> EXERCISE DESCRIPTION
Quote all of the data below exactly, please.

> EXERCISE MATERIALS
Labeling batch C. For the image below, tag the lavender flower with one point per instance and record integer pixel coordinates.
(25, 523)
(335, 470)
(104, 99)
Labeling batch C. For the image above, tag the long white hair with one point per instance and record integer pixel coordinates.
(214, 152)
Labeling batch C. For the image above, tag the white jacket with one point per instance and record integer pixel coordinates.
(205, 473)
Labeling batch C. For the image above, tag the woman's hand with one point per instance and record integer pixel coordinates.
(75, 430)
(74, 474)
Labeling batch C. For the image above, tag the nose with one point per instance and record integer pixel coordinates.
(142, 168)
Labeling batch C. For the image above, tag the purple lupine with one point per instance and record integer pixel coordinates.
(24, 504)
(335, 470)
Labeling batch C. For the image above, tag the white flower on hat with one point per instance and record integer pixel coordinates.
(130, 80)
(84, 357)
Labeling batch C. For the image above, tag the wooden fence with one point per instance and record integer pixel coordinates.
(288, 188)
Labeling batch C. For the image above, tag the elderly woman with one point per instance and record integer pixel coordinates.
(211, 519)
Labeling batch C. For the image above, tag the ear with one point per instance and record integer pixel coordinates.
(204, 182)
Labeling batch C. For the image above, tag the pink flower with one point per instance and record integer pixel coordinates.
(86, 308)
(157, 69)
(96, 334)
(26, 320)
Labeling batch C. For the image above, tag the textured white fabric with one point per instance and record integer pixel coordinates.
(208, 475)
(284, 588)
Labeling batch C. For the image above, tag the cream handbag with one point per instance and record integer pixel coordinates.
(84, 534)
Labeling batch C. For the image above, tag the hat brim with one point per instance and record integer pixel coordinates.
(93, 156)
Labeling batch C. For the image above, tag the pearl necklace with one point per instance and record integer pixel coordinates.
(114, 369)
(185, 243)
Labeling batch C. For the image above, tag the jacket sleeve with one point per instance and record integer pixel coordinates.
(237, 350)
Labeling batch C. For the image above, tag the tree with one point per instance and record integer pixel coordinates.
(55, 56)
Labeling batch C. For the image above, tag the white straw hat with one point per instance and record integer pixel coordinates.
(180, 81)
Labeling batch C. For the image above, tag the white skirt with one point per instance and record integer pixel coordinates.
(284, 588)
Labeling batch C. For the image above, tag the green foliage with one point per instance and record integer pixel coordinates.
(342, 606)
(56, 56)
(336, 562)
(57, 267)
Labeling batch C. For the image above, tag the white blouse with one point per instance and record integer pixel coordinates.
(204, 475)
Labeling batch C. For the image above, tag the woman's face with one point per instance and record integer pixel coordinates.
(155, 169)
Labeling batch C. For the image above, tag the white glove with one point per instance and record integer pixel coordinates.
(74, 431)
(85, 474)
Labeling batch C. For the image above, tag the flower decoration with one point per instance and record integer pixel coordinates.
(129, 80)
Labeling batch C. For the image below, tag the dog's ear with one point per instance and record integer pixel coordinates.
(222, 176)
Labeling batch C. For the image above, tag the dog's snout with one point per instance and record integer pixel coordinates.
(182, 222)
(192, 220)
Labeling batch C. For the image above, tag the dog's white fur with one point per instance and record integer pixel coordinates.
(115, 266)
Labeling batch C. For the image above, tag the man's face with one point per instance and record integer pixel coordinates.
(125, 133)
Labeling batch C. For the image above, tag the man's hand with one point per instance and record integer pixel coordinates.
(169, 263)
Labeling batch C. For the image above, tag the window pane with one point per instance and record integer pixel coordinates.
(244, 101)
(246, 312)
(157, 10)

> EXERCISE SOLUTION
Labeling batch C. For the image below, tag the lavender flower with one point per instance and record integer pixel coordinates.
(25, 523)
(335, 470)
(104, 99)
Labeling batch C. For the image above, tag the long white hair with one point per instance and record integer pixel coordinates.
(214, 152)
Labeling batch C. For the image above, tag the white jacket with one point per instance and record integer pixel coordinates.
(205, 473)
Labeling batch C. For the image above, tag the woman's hand with one point per instance and record integer pixel coordinates.
(75, 430)
(74, 474)
Labeling batch C. For the image above, tag the nose with one point per instance and record integer pixel coordinates.
(142, 168)
Labeling batch C. For the image above, tag the purple lupine with one point per instance and record integer pixel coordinates.
(24, 504)
(335, 470)
Labeling batch C. For the image above, tag the white flower on hat with one point per instance and record integer pixel coordinates.
(130, 80)
(84, 357)
Labeling batch C. For the image above, tag the wooden fence with one point per instance and record integer pixel coordinates.
(288, 188)
Labeling batch C. For the image above, tag the elderly woman with one point per instance and record integer pixel coordinates.
(211, 519)
Labeling batch C. For the image above, tag the ear with one point per instance and record integer pixel coordinates.
(204, 182)
Labeling batch C. For the image above, tag the pink flower with one point per instance and record integer pixel coordinates.
(86, 308)
(157, 69)
(96, 334)
(26, 320)
Labeling batch C. For the image above, tag the textured white fabric with one point per instance and record integer pixel coordinates.
(208, 475)
(284, 588)
Labeling batch C. For the image above, tag the cream handbag with one point per instance and record integer pixel coordinates.
(84, 534)
Labeling batch C. For the image above, tag the hat brim with one point per instance and record integer pixel coordinates.
(93, 156)
Labeling batch C. For the image above, tag the pearl necklace with one point per instance and record integer pixel coordinates.
(114, 369)
(185, 243)
Labeling batch C. For the image above, tag the jacket sleeve with one point per instance and record integer pixel coordinates.
(237, 350)
Labeling batch C. For the image above, tag the tree with one point per instance and record integer pixel coordinates.
(55, 56)
Labeling batch C. For the image above, tag the white straw hat with one point per instance and record integer pixel coordinates.
(180, 81)
Labeling batch C. For the image above, tag the white skirt with one point per instance and record integer pixel coordinates.
(284, 588)
Labeling batch C. For the image above, tag the green foliage with one point per instance and record integer pixel coordinates.
(342, 606)
(56, 56)
(336, 562)
(57, 267)
Labeling batch C. For the image above, tag the white blouse with one point per instance and record integer pixel coordinates.
(204, 475)
Labeling batch C. For the image above, tag the woman's face with one point per instance and record integer pixel coordinates.
(155, 169)
Labeling batch C. For the image above, tag the white glove with one point per instance and record integer pixel coordinates.
(74, 431)
(85, 474)
Labeling batch C. For the image above, tag the flower decoration with one point per instance and record integer pixel coordinates.
(129, 80)
Labeling batch C. For the image below, tag the dog's ear with one point per instance and record integer pixel coordinates.
(222, 176)
Labeling batch C. For the image above, tag the dog's snout with one point per instance and record integer pixel coordinates.
(182, 222)
(192, 220)
Labeling batch C. For the image above, tag the dog's white fur with one point per instance and record integer pixel coordinates.
(115, 266)
Labeling batch C. For the image above, tag the man's face with one point per instance and record integer pixel coordinates.
(125, 133)
Labeling batch C. For the image above, tag the man's hand with one point per instance and record integer pixel coordinates.
(169, 263)
Labeling batch C. For the image above, tag the window pane with one point per instance and record integer pixel coordinates.
(244, 101)
(246, 312)
(157, 10)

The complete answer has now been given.